Start RECORDS FOR THIS EXERCISE

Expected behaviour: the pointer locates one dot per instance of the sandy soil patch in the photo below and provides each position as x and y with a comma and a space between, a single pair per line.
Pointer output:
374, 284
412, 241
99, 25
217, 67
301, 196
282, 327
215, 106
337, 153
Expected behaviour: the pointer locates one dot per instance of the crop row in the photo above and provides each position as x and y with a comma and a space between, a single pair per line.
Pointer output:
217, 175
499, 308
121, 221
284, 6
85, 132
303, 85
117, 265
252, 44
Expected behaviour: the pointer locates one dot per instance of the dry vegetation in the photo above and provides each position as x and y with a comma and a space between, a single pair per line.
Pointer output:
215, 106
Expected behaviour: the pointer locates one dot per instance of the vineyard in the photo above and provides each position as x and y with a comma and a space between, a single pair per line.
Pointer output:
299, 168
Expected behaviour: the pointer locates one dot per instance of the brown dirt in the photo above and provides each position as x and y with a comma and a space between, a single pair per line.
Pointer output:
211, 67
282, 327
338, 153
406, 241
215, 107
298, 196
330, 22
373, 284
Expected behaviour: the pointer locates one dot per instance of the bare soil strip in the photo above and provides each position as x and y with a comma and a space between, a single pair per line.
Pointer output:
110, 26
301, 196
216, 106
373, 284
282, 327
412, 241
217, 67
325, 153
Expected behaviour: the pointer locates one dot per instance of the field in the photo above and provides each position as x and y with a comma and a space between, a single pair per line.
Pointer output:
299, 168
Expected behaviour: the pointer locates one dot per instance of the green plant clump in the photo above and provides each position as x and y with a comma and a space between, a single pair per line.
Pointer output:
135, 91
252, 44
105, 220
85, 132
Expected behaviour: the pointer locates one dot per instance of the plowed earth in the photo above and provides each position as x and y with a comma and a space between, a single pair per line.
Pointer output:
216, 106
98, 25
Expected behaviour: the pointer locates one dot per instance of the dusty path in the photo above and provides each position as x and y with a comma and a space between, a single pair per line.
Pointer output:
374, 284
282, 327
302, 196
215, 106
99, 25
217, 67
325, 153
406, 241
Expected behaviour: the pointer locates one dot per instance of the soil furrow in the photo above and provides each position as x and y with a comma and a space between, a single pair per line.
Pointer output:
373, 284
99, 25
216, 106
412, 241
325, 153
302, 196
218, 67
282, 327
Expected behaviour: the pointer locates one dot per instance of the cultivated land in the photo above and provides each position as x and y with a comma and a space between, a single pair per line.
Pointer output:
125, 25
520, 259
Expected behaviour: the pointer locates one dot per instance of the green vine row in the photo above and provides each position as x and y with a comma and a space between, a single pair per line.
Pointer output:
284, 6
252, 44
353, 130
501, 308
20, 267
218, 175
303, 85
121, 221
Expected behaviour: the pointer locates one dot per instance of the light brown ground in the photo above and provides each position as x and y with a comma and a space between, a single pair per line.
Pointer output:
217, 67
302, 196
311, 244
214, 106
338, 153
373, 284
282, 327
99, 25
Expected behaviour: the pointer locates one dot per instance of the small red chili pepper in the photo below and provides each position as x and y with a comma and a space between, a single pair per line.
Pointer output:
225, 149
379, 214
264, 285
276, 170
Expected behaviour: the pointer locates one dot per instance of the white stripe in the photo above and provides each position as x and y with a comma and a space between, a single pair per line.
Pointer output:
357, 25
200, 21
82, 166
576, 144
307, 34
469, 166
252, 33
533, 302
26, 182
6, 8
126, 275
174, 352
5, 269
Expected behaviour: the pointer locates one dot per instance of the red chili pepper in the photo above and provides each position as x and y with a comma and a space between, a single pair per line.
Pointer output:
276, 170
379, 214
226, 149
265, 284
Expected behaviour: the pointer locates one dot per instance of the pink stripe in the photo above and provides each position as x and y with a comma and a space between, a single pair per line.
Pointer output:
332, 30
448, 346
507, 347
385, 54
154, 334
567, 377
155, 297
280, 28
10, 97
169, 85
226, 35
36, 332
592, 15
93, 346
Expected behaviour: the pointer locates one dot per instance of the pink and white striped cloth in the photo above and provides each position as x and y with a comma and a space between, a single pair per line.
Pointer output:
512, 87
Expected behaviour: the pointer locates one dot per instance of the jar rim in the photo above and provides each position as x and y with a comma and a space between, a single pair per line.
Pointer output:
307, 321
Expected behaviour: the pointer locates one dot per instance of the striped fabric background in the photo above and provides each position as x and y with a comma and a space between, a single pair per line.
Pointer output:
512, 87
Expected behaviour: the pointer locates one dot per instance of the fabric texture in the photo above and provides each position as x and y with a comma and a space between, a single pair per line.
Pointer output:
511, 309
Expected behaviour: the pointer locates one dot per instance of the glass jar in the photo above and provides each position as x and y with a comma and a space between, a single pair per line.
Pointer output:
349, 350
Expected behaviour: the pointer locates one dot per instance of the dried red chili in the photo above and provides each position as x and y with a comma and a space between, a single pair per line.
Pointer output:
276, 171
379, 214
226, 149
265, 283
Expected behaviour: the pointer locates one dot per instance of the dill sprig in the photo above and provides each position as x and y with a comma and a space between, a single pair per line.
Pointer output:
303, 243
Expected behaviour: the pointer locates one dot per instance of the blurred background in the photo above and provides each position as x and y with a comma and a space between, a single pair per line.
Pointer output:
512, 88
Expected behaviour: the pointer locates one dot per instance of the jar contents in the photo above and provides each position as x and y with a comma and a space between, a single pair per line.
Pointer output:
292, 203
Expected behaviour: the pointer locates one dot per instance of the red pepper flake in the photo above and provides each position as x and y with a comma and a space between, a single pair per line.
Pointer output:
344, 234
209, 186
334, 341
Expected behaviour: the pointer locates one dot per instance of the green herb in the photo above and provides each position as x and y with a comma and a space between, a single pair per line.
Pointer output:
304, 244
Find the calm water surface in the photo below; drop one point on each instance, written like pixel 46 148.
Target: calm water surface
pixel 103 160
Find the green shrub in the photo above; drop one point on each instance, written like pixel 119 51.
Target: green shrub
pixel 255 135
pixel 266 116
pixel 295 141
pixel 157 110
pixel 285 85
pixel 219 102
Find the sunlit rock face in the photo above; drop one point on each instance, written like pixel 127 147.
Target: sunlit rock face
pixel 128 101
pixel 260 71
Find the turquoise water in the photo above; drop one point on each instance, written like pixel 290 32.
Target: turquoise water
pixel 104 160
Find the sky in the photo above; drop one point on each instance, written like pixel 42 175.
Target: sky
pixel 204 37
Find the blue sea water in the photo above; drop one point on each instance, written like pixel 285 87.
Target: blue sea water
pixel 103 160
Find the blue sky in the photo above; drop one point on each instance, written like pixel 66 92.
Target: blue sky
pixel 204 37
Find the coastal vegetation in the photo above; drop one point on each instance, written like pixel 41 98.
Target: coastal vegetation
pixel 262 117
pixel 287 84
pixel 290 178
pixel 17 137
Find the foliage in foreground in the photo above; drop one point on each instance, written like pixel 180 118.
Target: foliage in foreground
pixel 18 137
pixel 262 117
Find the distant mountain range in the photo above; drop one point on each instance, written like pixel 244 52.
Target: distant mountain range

End RECORDS FOR THIS EXERCISE

* _DIRECTIVE_
Using the exact wording, write out all of the records.

* _ANSWER FOR THE TASK_
Expected behaviour: the pointer locates one dot per instance of the sandy soil patch in the photo below and provides each position as x and y with a comma and a space between, a single pair per line.
Pointer output:
374, 284
412, 241
99, 25
217, 67
301, 196
282, 327
215, 106
337, 153
Expected behaviour: the pointer locates one dot per instance of the crop row in the photo above and provides each position as x and y with a comma and a space between, a single pair per line.
Pointer output:
217, 175
499, 308
121, 221
284, 6
85, 132
303, 85
117, 265
252, 44
Expected behaviour: the pointer locates one dot per instance of the dry vegetation in the photo above and provides each position as x and y with a comma and a space between, a single pair per line.
Pointer output:
215, 106
Expected behaviour: the pointer locates one dot per instance of the vineyard in the photo above and provides each position as x and y with a comma and a space between, a single pair per line.
Pointer output:
299, 168
Expected behaviour: the pointer locates one dot per instance of the brown dirt in the photo above and provides each position as x and y with a comma and a space between, a single pair per line.
Pointer output:
211, 67
282, 327
338, 153
406, 241
215, 107
298, 196
330, 22
373, 284
Expected behaviour: the pointer locates one dot per instance of the bare soil strip in the photo above and provides each position as x and y with a comma and a space between, a single pair per line.
Pointer output:
110, 26
301, 196
216, 106
373, 284
282, 327
412, 241
217, 67
325, 153
Expected behaviour: the pointer locates one dot per instance of the field in the photo above and provides each position as x and y with a comma and a space between, a single pair per line.
Pointer output:
299, 168
Expected behaviour: the pointer locates one dot per instance of the green plant clump in the photo above and provides each position as x and y with a comma and a space between, a single pair per line.
Pointer output:
135, 91
252, 44
105, 220
85, 132
Expected behaviour: the pointer locates one dot per instance of the plowed earth in the photo above and provides each position as x and y with a comma and a space between, a single pair per line.
Pointer output:
216, 106
98, 25
Expected behaviour: the pointer locates one dot per instance of the dusty path in the photo above and provides each position as x and y with a comma and a space between, a single pair per line.
Pointer output:
374, 284
282, 327
302, 196
215, 106
99, 25
217, 67
325, 153
406, 241
Expected behaviour: the pointer locates one dot per instance of the soil furrow in the photo above and provides each position as x and y with a comma and a space between, a single pair per line.
Pointer output:
373, 284
99, 25
216, 106
412, 241
325, 153
302, 196
218, 67
282, 327
Expected behaviour: the pointer locates one dot per instance of the cultivated land in the photo above and provides each position as x and y with a comma and a space between, a single pair per line.
Pointer output:
125, 25
520, 259
Expected behaviour: the pointer locates one dot per instance of the green vine row in the photo above and provides each position as x and y with a comma and a space between, a single pair per line.
Pointer output:
284, 6
252, 44
353, 130
501, 308
20, 267
218, 175
303, 85
121, 221
Expected behaviour: the pointer locates one dot per instance of the light brown ground in the photo above and provides each position as x and y with a comma and a space between, a single pair per line.
Pointer output:
217, 67
302, 196
311, 244
214, 106
338, 153
373, 284
282, 327
99, 25
Expected behaviour: the pointer locates one dot per instance of the small red chili pepper in the photo below and provides each position as x and y with a comma and a space between, a single pair per line.
Pointer output:
225, 149
379, 214
264, 285
276, 170
Expected behaviour: the pointer locates one dot per instance of the white stripe in the photo above and provides each position as x and y with a comma and a space between, a single pair per line.
Pointer output:
357, 25
200, 21
82, 166
576, 144
307, 34
469, 166
252, 33
533, 302
26, 182
6, 8
126, 275
174, 352
5, 269
Expected behaviour: the pointer locates one dot per instance of the red chili pepper in the photo above and provides each position as x and y with a comma and a space between, a single pair per line.
Pointer output:
276, 170
379, 214
226, 149
265, 284
Expected behaviour: the pointer locates one dot per instance of the pink stripe in the photo above and provides each position as x and y with a comma and a space between, a single pair per line.
Pointer output:
332, 30
448, 346
507, 347
385, 54
154, 334
567, 377
155, 297
280, 28
10, 97
169, 85
226, 35
36, 332
592, 15
93, 346
Expected behaviour: the pointer locates one dot per instance of the pink and white striped cloth in the photo above and provides each position as x and y with a comma and a space between, a single pair per line.
Pointer output:
512, 87
Expected behaviour: the pointer locates one dot per instance of the jar rim in the photo above and provides each position as x and y with a comma and a space between, a single pair per line.
Pointer output:
307, 321
Expected behaviour: the pointer locates one dot per instance of the striped fabric background in the photo above and provides each position as x and y with a comma and a space between, a single pair per line.
Pointer output:
512, 87
Expected behaviour: the pointer locates one dot per instance of the fabric texture in the photo above and provides each position as x and y with a comma and a space between, a single pair per line.
Pointer output:
511, 309
Expected behaviour: the pointer locates one dot per instance of the glass jar in the photo above and provides each position as x and y with a comma and a space between, a single pair per line.
Pointer output:
349, 350
Expected behaviour: the pointer locates one dot per instance of the dried red chili in the photo above and provides each position as x and y with a comma and a space between, a single pair per line.
Pointer output:
276, 171
379, 214
226, 149
265, 283
Expected behaviour: the pointer locates one dot per instance of the dill sprig in the photo above and provides each position as x and y with a comma and a space between, a single pair per line.
Pointer output:
303, 243
Expected behaviour: the pointer locates one dot per instance of the blurred background in the photo above and provides each position as x and y with a comma and a space between, a single pair per line.
Pointer output:
512, 88
Expected behaviour: the pointer locates one dot per instance of the jar contents in the photo above and provides each position as x and y with a comma and a space between, a single pair per line.
Pointer output:
292, 203
Expected behaviour: the pointer locates one dot per instance of the red pepper flake in the photo above and provides each position as x and y with a comma and a space between, a single pair per line.
Pointer output:
344, 234
209, 186
334, 341
Expected behaviour: the pointer locates one dot per instance of the green herb in the photo above and provides each position as x and y with a comma and a space between, a single pair per line.
Pointer output:
304, 244
Find the calm water surface in the photo below; drop one point on each instance, written like pixel 46 148.
Target: calm water surface
pixel 103 160
Find the green shrub in the photo above; drop one point on each instance, written like pixel 119 51.
Target: green shrub
pixel 255 135
pixel 266 116
pixel 295 141
pixel 157 110
pixel 285 85
pixel 219 102
Find the sunlit rock face in the photo above; drop one point on each instance, written like pixel 127 147.
Target: sunlit rock face
pixel 128 101
pixel 260 71
Find the turquoise water in the photo above; drop one point on each instance, written like pixel 290 32.
Target: turquoise water
pixel 104 160
Find the sky in the photo above; drop one point on each instance, written like pixel 42 175.
Target: sky
pixel 204 37
Find the blue sea water in the photo above; drop one point on each instance, written like pixel 285 87.
Target: blue sea water
pixel 103 160
Find the blue sky in the photo above; drop one point on each instance, written like pixel 66 92.
Target: blue sky
pixel 204 37
Find the coastal vegetation in the photo above; drop one point on each instance, written like pixel 41 98.
Target: coastal vegetation
pixel 262 117
pixel 287 84
pixel 290 178
pixel 17 137
Find the foliage in foreground in the photo above; drop one point on each instance, written like pixel 180 118.
Target: foliage in foreground
pixel 18 137
pixel 262 117
Find the distant mountain range in the photo above; drop one point on each instance, written like pixel 244 52.
Target: distant mountain range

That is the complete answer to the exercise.